#### Task brief:
Please say, using the article below on the killing of the Russian ambassador in Turkey, what event Andrei Karlov was speaking at when he was shot.

#### Reading text:
[Start]
Why was Russian ambassador killed
in Turkey?
-Dr. Abdul Ruff
______
There can’t
be two opinions that diplomatic envoys and missions the world over must at all
times remain protected and immune while embassies and ambassadors should not do
anything illegal or misuse their immunity.
The assassination of the Russian ambassador Andrei Karlov in Ankara obviously
meant to further destabilize the fragile Turkey-Russia relations with earlier
attempts had failed to create tensions between these two powers. The successful
Pentagon efforts to force the Turkish military to shoot down a Russian war
plane and coup attempt in Turkey by the enemies of Islam and Turkey are some of
the failed important anti-Islamic efforts recently to make Russia and Turkey
fight a war.
Turkey is a
NATO member, making it highly unlikely that Russia would consider starting an
out and out war with Turkey itself, especially when it is facing antagonism and
severe economic sanctions from both USA and Europe. If Russia attacks Turkey,
even by mistake, the NATO would certainly undertake attack son Russia.
The terror attack on Russian diplomat is an awful crime that every civilized
person should condemn. The shocking assassination of Russia’s ambassador in
Ankara on December 18 – the first murder of a foreign diplomat in Turkey in
decades – threatened to rupture fragile relations between the two countries,
critical to a peaceful resolution of the Syrian conflict. The veteran diplomat
was reportedly shot in the back by a 22-year-old off-duty policeman who cited
revenge over Russia’s policies in Aleppo, Syria’s largest prewar city whose
last rebel bastions were recently overtaken by the army of Russian-supported
permanent unelected president dictator Bashar al-Assad.
Ambassador Andrei Karlov was giving a speech for the opening of a Russian
embassy-sponsored exhibit at an Ankara art gallery. The gunman, who was
identified as Mevlut Mert Altintas, wearing a dark suit and tie, fired at least
eight shots, at one point walking around Mr. Karlov as he lay motionless and
shooting him again at close range. The spectacle of 62-year-old Mr. Karlov’s
assassination by a member of the Turkish security forces at a photography show
meant to highlight Russian culture reinforced the sense of unease over the
region’s conflict and complex web of alliances and relationships.
Turkish President Recep Tayyip Erdogan and Russian President Vladimir Putin
spoke by phone shortly after the shootout. “This is a provocation to damage the
normalization process of Turkish-Russian relations. But both the Russian and
Turkish administrations have the determination not to fall for this
provocation,” President Erdogan in said in a video message, adding that a joint
Russian-Turkish commission would be formed to investigate the murder. “We must
know who was directing the killer,” President Putin said.
Given that
former super power in Eurasia and West came close to armed confrontation over
the past years, and that the whole Middle East is being redrawn, the plotters
thought now the attack would force Moscow to imitate a terror attack on Turkey.
However, both these powers have used logic to decide otherwise.
In a sign of just how much Russian-Turkish relations have evolved since last
year, when Turkey’s downing of a Russian bomber jet over the Syrian border came
close to escalating into a shooting war, the two regional rivals called the
killing a provocation and vowed not to let it undermine the emerging
co-operation between them.
[End]
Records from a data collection
[Start]
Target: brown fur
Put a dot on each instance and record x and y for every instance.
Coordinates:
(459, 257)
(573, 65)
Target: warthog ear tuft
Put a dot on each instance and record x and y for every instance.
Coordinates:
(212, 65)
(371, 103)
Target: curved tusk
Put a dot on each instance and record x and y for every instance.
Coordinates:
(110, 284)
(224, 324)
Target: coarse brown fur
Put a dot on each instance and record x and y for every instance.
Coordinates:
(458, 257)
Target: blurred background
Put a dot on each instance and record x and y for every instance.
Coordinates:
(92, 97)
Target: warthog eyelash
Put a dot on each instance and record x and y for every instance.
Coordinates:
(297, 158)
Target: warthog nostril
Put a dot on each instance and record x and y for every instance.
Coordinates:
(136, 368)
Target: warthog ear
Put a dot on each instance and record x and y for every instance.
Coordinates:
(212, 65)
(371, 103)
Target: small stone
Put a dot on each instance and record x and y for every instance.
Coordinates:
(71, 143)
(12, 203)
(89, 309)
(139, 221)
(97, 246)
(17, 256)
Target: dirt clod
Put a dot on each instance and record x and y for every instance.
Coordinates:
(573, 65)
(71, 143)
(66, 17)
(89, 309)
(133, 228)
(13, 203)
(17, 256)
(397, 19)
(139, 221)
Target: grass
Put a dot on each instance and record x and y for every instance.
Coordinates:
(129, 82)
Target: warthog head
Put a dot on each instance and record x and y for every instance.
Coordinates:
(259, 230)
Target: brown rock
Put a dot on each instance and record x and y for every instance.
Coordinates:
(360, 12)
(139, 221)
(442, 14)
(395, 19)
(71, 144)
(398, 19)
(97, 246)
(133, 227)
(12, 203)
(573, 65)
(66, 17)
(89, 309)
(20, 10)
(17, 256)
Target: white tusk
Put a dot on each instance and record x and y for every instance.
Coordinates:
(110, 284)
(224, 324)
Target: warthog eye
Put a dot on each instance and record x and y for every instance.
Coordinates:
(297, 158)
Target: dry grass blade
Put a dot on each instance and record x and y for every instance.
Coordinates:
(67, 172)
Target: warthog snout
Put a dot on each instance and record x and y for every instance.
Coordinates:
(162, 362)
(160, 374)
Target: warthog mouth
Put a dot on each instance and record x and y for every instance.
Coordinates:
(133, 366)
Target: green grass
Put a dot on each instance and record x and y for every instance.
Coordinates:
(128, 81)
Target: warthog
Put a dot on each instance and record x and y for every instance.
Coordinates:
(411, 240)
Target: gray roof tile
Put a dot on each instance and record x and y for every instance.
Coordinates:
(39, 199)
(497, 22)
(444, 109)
[End]
#### Response:
He was giving a speech for the opening of a Russian embassy-sponsored exhibit at an Ankara art gallery.